→ **Task brief**: Edit the listing below so that each "largest disc" becomes "biggest circle", keeping every other character the same.

═════ Excerpted records

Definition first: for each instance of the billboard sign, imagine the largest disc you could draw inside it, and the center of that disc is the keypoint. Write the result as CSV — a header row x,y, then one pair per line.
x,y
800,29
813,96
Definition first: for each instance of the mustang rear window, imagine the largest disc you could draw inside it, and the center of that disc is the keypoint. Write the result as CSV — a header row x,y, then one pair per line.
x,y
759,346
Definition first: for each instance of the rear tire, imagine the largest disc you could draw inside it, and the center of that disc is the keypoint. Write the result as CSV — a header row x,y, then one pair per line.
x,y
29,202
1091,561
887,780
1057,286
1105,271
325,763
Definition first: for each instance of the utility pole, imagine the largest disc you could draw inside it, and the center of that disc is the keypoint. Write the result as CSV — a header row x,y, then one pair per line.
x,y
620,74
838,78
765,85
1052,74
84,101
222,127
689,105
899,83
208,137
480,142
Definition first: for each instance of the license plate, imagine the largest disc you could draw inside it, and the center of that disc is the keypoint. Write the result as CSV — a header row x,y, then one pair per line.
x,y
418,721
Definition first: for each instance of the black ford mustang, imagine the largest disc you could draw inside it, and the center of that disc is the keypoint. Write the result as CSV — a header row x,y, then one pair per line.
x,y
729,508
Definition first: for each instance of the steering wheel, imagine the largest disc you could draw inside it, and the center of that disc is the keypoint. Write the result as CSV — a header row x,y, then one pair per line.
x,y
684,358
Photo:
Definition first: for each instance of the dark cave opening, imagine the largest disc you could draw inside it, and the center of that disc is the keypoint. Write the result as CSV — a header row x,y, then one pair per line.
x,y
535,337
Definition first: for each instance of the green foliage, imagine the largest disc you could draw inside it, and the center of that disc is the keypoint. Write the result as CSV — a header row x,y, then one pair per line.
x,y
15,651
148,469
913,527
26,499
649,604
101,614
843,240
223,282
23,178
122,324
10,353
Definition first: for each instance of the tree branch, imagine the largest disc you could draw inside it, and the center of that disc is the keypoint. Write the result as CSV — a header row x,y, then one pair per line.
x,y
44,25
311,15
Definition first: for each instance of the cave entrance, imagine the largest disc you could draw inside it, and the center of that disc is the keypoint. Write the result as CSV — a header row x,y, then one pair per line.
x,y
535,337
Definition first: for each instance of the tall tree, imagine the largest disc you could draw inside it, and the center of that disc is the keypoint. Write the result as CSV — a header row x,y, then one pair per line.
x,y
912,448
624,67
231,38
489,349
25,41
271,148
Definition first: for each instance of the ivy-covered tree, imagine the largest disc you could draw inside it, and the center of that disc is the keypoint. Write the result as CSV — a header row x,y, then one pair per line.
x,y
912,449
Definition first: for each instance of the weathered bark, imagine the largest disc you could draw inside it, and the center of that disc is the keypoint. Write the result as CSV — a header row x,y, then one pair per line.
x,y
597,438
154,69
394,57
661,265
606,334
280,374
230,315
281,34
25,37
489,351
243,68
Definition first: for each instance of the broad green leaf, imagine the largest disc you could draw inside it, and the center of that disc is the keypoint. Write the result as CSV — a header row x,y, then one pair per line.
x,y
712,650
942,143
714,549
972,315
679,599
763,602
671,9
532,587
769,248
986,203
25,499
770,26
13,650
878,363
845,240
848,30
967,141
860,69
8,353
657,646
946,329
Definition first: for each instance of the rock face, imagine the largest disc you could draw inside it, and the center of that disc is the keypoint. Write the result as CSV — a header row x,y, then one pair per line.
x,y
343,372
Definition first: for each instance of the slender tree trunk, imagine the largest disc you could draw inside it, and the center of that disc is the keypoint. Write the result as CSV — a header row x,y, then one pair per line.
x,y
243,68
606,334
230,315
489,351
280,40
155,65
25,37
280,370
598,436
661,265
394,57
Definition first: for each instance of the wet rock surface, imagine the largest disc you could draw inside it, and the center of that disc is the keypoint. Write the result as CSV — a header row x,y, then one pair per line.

══════════

→ **Worked solution**:
Definition first: for each instance of the billboard sign, imagine the biggest circle you could draw inside it, and the center of that disc is the keypoint. Write the result as CSV — a header row x,y, then one pair per line.
x,y
800,29
813,96
Definition first: for each instance of the mustang rear window, imagine the biggest circle you could draw inside it, and the center of that disc is the keypoint. Write the result as CSV — a header row x,y, then one pair per line.
x,y
759,346
Definition first: for each instance of the rear tire, imagine the biggest circle you could draw inside it, and the center of that disc is the keypoint. Write the result as CSV — a header row x,y, then one pair per line.
x,y
29,202
1091,561
887,780
1057,286
1105,271
325,763
Definition first: for each instance of the utility pole, imagine the biggest circle you could draw inside it, and the center of that disc is the keypoint. Write the result as CSV — a header row x,y, then one pair per line.
x,y
620,74
838,78
765,85
1052,74
84,101
222,127
689,105
899,83
208,137
480,142
Definition first: for each instance of the license plate, imagine the biggest circle you could draw inside it, and the center of that disc is the keypoint. Write the result as CSV — a header row x,y, then one pair per line.
x,y
418,721
Definition first: for each instance of the black ford mustang, imagine the biggest circle you could draw inside it, and the center of that disc is the keypoint. Write the result as CSV — a header row x,y, then one pair per line.
x,y
729,508
Definition first: for each instance of the steering wheel, imagine the biggest circle you could draw inside it, and the center of that disc is the keypoint. Write the result as CSV — a header row x,y, then one pair per line.
x,y
684,358
Photo:
Definition first: for each instance of the dark cave opening, imagine the biggest circle you could draw inside it, and the center of that disc is the keypoint. Write the result as CSV — a header row x,y, then one pair per line.
x,y
535,337
Definition first: for each instance of the green foliage, imagine the biggest circle you could draw inside it, and the center of that disc is the keypoint. Write the result as CSV — a header row x,y, then one pair per line.
x,y
15,651
148,469
913,527
26,499
649,604
101,614
843,240
223,282
23,178
122,324
10,353
Definition first: for each instance of the tree branch, imagine the biggest circle you could draw inside it, and the center of that disc is the keypoint. Write the result as CSV — a header row x,y, then one pair per line.
x,y
44,25
311,15
Definition first: for each instance of the cave entrance, imagine the biggest circle you could draw inside it, and the center of that disc is the keypoint. Write the result as CSV — a header row x,y, then one pair per line.
x,y
535,337
Definition first: for each instance of the tall tree, imagine the biggest circle you could draw inside it, and the center of that disc is the keypoint. Write the result as CSV — a header row x,y, then one pair per line.
x,y
912,448
624,67
231,38
489,349
25,41
271,148
Definition first: for each instance of the ivy-covered tree, imagine the biggest circle you could draw inside it, and the center of that disc is the keypoint. Write the result as CSV — a header row x,y, then one pair per line.
x,y
912,449
Definition first: for each instance of the weathered bark, imagine the biggest circle you could draw inside it, and the center of that disc is the keypoint. Write the result as CSV — a header row x,y, then one pair per line.
x,y
597,438
154,69
394,57
661,265
606,334
280,374
230,315
281,34
25,37
489,351
243,68
Definition first: for each instance of the broad green leaf, imagine the biggest circle you could draw inside it, and the center of that disc is the keypoint. Write the result as CSV — a header row x,y, then one pair per line.
x,y
712,650
942,143
714,549
972,315
679,599
763,602
671,9
532,587
769,248
986,203
25,499
770,26
13,650
878,363
845,240
848,30
967,141
860,69
8,353
657,646
946,329
Definition first: for each instance of the rock face, imagine the biggest circle you could draw inside it, and the center of that disc is the keypoint. Write the result as CSV — a header row x,y, then one pair per line.
x,y
343,372
Definition first: for each instance of the slender tree trunk, imagine the biggest circle you could draw inside it, and the center of that disc is the keypoint. Write the result as CSV — a header row x,y, then one pair per line.
x,y
243,68
606,334
230,315
489,351
280,40
155,65
25,37
280,370
598,436
661,265
394,57
Definition first: for each instance of the wet rock surface, imagine the biggest circle you could draw inside it, and the center of that disc is the keypoint. Write the result as CSV — a header row x,y, then one pair per line.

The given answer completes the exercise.